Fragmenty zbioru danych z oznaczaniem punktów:
***

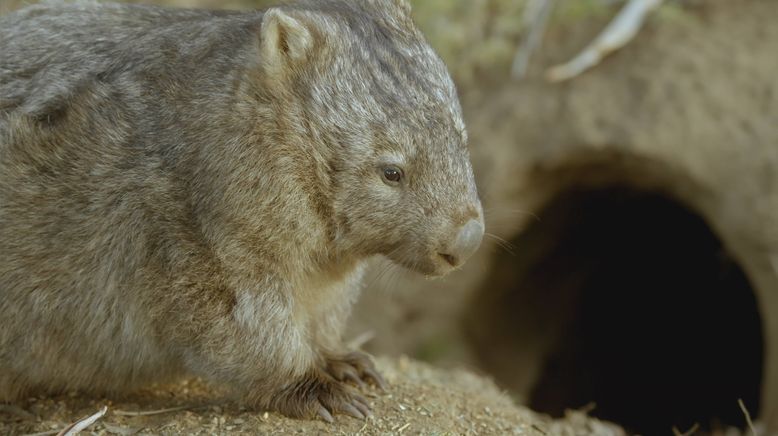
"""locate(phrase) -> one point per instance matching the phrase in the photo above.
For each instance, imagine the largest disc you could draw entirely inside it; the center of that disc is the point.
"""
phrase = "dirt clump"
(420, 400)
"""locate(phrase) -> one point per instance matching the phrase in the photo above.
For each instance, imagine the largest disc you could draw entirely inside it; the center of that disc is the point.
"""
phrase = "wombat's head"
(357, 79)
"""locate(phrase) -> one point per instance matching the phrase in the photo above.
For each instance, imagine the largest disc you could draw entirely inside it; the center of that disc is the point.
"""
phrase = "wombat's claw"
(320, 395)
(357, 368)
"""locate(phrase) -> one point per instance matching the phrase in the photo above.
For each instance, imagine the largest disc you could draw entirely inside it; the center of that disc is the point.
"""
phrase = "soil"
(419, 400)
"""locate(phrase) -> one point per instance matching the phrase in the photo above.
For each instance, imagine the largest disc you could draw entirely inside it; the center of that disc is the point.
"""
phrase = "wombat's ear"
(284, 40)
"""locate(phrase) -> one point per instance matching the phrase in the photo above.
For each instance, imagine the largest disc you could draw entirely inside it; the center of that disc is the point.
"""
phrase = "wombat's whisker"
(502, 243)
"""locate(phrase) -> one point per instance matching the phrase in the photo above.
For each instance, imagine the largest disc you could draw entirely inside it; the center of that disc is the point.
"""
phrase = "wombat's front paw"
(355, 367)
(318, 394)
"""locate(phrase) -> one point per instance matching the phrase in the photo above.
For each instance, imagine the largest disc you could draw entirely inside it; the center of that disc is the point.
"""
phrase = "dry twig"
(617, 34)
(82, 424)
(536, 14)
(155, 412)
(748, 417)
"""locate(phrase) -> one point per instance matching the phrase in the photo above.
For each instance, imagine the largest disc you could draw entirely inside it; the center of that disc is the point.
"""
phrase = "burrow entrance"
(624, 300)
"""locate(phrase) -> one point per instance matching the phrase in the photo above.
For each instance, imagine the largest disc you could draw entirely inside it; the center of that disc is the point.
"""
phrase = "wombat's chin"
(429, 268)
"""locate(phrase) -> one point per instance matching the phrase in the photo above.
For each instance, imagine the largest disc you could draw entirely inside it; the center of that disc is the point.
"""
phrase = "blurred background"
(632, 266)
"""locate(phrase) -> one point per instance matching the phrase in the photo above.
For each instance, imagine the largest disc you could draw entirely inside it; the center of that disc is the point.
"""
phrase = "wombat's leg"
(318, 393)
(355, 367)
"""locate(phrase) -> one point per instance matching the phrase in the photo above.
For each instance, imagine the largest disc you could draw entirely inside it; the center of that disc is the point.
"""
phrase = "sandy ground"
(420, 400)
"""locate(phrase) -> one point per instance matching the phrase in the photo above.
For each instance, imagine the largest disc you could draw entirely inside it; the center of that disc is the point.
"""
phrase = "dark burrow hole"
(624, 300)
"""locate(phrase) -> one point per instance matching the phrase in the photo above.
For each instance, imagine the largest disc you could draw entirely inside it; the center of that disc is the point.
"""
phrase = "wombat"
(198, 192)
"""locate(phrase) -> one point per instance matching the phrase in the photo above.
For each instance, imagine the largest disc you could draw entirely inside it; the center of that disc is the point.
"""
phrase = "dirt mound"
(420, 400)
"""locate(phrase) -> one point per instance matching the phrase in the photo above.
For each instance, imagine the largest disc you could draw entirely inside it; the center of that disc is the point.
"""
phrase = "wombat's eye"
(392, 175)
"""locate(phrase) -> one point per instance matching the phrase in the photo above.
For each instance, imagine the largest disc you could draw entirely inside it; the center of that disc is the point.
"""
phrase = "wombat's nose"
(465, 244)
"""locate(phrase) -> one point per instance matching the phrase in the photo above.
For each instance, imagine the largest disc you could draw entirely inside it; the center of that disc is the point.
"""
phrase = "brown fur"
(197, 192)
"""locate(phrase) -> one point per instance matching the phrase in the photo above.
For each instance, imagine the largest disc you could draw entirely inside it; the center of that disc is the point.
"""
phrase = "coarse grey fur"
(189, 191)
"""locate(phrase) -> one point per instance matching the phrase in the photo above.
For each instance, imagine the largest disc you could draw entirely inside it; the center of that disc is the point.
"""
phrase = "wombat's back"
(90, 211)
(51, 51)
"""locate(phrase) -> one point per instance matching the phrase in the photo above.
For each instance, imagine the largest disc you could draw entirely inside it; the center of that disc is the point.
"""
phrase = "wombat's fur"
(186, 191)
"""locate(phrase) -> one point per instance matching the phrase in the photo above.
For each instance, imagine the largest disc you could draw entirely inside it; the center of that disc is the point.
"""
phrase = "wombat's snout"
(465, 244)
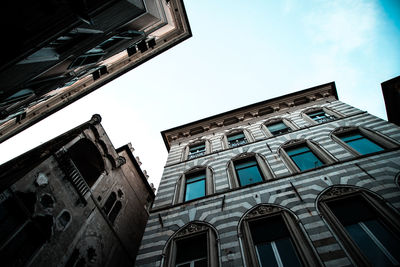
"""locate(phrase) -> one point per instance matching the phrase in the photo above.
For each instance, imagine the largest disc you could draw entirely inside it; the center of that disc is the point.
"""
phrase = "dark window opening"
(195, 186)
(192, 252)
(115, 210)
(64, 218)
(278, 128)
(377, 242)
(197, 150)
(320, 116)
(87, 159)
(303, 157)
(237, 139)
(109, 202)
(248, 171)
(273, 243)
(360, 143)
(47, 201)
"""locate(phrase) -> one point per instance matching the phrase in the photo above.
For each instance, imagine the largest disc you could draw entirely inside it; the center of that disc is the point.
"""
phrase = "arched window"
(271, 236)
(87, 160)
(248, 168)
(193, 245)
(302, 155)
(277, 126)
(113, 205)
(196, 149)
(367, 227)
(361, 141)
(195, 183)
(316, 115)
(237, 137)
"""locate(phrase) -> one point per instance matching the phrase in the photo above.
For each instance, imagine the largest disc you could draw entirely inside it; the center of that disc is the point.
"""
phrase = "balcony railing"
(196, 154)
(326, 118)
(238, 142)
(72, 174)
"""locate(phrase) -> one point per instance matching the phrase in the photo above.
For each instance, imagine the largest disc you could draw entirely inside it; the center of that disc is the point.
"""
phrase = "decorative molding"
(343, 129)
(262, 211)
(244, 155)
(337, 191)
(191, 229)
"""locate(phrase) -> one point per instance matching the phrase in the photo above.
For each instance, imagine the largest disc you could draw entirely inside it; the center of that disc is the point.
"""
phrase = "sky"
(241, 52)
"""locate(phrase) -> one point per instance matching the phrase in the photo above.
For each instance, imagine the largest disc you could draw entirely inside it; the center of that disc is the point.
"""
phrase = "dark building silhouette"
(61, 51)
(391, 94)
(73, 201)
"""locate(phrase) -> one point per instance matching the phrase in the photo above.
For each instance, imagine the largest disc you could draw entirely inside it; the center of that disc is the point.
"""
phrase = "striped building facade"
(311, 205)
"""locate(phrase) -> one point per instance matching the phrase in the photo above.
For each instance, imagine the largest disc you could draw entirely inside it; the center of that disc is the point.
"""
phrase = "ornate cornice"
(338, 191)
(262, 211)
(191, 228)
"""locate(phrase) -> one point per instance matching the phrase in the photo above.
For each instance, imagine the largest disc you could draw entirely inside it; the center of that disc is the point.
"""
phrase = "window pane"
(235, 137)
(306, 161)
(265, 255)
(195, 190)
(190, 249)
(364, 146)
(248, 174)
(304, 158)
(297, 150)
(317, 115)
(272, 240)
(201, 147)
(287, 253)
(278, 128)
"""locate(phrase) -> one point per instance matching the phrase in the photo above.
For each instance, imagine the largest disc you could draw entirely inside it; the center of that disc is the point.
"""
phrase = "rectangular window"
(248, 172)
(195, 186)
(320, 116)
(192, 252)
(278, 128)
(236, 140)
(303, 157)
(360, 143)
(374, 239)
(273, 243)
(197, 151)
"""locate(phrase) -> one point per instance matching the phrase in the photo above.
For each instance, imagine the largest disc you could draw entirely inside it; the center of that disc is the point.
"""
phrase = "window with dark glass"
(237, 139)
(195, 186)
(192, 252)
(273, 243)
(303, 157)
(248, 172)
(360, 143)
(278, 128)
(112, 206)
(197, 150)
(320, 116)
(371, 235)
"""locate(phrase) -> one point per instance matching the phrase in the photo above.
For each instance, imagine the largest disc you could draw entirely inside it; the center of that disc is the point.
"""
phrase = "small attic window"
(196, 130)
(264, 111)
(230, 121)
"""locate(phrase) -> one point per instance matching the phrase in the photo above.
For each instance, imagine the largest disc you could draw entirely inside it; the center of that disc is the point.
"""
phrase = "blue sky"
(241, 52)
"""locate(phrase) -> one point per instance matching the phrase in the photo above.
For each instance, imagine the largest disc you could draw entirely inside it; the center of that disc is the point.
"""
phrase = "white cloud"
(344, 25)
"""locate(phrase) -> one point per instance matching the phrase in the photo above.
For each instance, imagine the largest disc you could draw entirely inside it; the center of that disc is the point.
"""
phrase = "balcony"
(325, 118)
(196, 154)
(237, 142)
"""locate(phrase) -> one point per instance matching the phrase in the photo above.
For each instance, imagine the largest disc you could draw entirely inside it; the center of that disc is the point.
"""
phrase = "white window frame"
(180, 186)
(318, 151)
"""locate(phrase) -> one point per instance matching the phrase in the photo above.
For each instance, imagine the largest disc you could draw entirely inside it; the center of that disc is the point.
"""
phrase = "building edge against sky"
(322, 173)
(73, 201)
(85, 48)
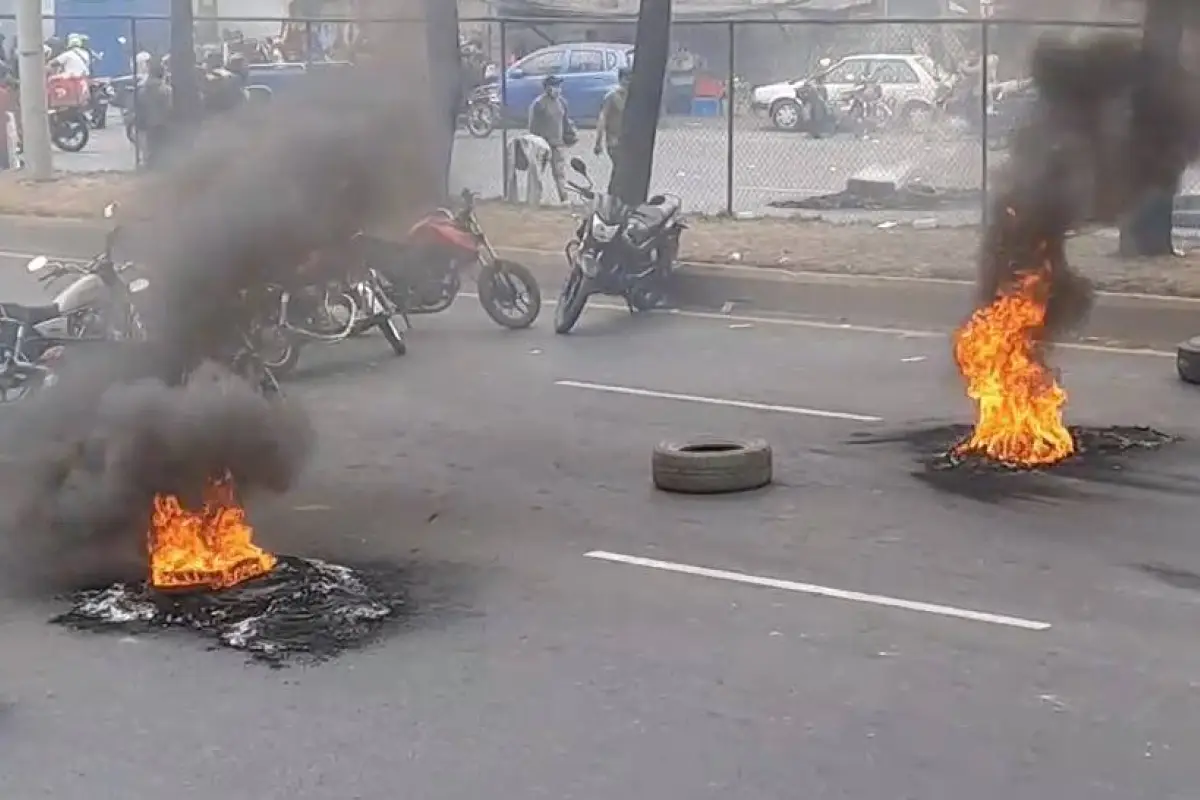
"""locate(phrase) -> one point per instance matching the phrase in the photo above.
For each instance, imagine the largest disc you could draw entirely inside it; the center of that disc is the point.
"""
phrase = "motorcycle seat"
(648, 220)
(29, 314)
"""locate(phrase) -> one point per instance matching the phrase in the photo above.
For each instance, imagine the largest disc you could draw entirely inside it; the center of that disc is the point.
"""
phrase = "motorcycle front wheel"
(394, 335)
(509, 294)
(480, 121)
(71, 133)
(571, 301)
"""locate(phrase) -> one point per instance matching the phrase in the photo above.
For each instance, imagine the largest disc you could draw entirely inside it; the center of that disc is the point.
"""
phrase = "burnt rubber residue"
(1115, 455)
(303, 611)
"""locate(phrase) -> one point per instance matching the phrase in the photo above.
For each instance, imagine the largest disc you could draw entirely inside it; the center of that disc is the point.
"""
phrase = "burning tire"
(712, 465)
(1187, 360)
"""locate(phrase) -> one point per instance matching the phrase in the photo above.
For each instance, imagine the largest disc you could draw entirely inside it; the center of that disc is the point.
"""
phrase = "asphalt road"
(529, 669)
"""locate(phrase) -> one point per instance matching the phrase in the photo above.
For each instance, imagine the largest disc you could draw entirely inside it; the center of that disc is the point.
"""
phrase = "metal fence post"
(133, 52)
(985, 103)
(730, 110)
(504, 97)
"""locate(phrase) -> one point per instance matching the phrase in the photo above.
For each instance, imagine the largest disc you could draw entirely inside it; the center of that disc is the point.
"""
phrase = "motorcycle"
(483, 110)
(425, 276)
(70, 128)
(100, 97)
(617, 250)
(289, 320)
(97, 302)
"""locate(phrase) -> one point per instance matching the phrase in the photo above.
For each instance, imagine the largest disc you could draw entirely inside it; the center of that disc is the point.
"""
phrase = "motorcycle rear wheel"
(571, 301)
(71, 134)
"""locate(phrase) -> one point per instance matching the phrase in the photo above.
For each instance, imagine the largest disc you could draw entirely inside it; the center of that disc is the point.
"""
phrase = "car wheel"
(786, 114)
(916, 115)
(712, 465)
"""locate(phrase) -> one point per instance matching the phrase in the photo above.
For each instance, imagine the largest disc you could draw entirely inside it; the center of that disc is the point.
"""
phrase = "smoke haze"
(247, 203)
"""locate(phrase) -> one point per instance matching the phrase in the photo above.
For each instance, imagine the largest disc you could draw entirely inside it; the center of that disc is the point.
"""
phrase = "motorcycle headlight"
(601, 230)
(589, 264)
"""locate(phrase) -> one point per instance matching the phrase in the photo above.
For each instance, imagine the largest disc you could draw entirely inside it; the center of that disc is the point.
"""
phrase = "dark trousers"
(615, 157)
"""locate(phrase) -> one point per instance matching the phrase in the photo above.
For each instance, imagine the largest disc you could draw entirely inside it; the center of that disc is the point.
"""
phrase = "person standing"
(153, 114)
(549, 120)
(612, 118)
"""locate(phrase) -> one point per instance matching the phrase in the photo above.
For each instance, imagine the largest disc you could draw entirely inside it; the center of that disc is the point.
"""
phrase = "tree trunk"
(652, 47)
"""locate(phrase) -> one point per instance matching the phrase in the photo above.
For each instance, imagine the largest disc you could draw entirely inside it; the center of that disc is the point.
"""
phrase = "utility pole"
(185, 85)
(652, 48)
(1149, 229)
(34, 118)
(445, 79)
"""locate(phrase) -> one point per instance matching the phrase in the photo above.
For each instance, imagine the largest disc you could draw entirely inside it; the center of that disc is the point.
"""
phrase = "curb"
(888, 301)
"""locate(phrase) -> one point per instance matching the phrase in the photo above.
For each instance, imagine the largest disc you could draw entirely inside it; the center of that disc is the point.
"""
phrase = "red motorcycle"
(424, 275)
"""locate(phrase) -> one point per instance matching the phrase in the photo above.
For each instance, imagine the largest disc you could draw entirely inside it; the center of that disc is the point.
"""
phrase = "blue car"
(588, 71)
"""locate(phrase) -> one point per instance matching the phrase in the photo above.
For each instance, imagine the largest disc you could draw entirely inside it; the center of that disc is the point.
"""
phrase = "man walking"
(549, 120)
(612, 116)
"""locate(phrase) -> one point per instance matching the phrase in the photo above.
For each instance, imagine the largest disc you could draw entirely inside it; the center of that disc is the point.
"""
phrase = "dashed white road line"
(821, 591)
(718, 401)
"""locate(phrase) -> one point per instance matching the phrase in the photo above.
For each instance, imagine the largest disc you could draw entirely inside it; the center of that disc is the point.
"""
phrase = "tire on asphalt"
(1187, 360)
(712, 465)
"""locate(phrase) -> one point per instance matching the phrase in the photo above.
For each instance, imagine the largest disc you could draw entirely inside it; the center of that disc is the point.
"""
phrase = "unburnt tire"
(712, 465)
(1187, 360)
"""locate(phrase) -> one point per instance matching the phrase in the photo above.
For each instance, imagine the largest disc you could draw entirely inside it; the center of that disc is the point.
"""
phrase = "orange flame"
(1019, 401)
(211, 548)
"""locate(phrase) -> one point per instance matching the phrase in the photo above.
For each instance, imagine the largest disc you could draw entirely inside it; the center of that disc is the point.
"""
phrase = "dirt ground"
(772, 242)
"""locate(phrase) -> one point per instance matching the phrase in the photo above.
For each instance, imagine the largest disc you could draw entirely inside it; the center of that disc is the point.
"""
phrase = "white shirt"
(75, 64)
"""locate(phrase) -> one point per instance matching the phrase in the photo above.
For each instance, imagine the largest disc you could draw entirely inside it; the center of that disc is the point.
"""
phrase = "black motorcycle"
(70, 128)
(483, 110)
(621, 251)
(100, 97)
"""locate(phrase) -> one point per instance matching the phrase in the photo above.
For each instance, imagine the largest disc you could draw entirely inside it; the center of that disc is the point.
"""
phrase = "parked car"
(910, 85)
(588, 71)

***

Do zrobienia: Wyłów z wpisów powyżej wszystkie wiersze zawierające słowo „front” i przepisz je.

Odpowiedź:
phrase = "wombat's front paw"
phrase = "motorcycle front wheel"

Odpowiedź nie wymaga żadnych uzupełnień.